#### [What needs to be done]
Please list everything that the mission statement below says empowers and constrains the executive branch.

#### [Passage shown]
···
Our Mission
The presidency serves as a key institution for understanding democracy and power in the United States, and remains one of the primary ways Americans understand the health and direction of national politics. Yet too often, the public only encounters the presidency through biography and trivia, focused on the person who holds the office and the power they wield.
But the presidency is a far more expansive institution. The executive branch is empowered and constrained by Congress and the Supreme Court, as well the millions of workers tasked with executing a president’s agenda. Activists and ordinary people, some of whom may never step foot in Washington, D.C., lobby presidents in the hopes of creating lasting change—and at times, they succeed.
The Rogers Center brings this wider view of the presidency—one that includes those outside the White House as well as those within—to bear on presidential scholarship. We are building a diverse community of presidential scholars who are reviving the field of presidential studies, while engaging the public in new ways of thinking about the presidency.
···
#### [Recorded information]

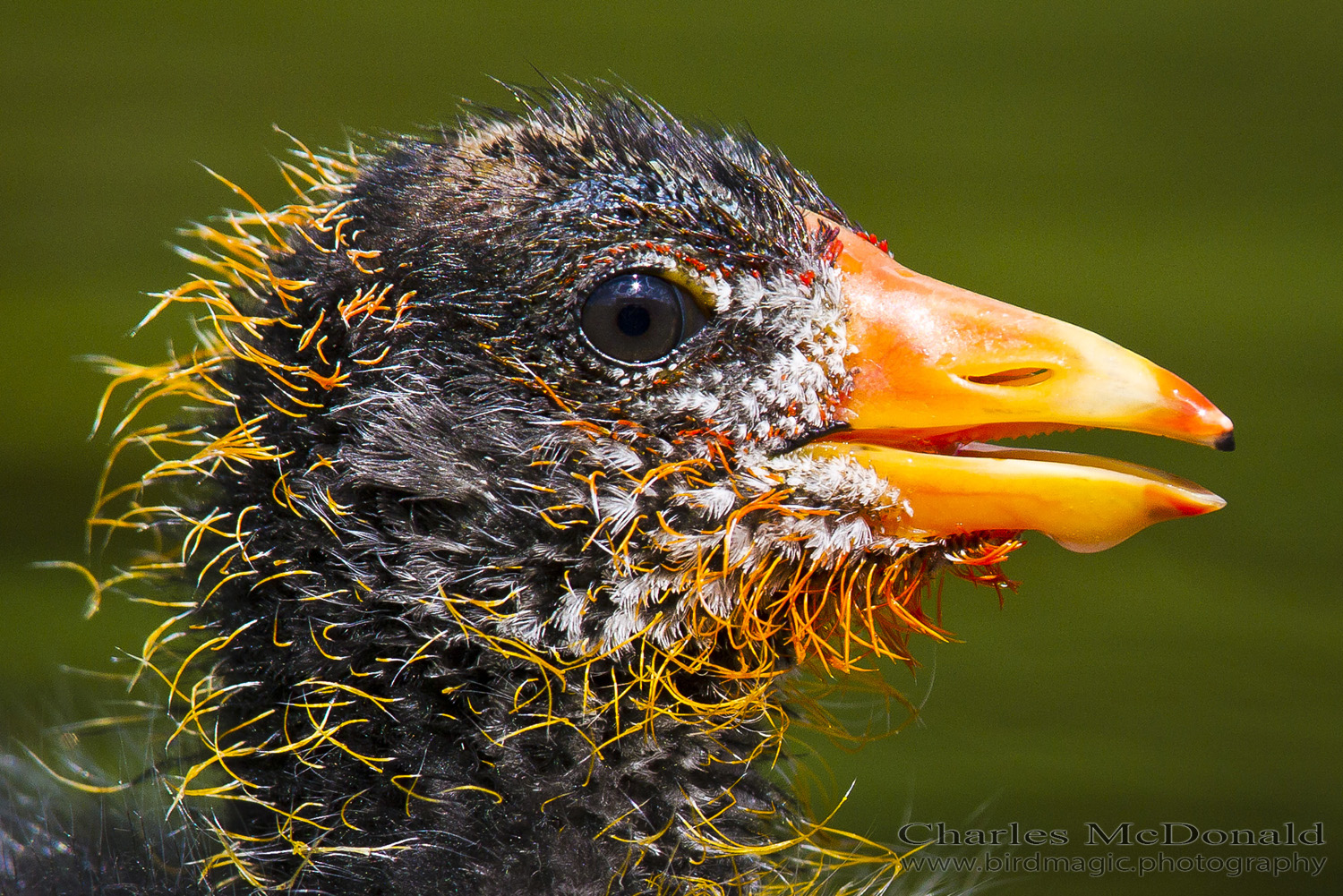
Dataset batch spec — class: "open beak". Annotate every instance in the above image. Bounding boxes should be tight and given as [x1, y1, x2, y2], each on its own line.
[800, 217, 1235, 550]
···
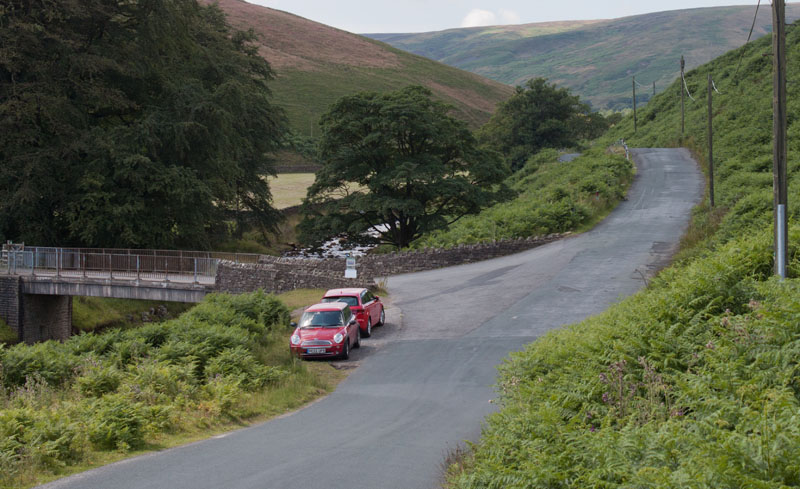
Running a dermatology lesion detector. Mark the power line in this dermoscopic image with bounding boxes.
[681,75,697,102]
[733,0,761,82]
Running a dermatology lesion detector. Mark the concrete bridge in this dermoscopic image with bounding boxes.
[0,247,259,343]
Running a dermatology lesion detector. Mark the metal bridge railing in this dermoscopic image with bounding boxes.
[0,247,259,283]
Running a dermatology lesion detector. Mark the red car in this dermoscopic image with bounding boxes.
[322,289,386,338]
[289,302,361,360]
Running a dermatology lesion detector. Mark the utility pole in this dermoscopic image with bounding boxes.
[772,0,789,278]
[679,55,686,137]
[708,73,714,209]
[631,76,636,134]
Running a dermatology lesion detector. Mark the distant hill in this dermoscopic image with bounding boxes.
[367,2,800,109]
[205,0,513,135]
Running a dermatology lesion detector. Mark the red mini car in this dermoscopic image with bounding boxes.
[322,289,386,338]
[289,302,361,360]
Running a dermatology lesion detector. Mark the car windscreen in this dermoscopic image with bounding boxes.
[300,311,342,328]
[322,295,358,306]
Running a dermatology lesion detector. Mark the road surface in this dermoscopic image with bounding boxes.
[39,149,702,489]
···
#### [Answer for this exercise]
- Congress
- The Supreme Court
- The millions of workers tasked with executing a president's agenda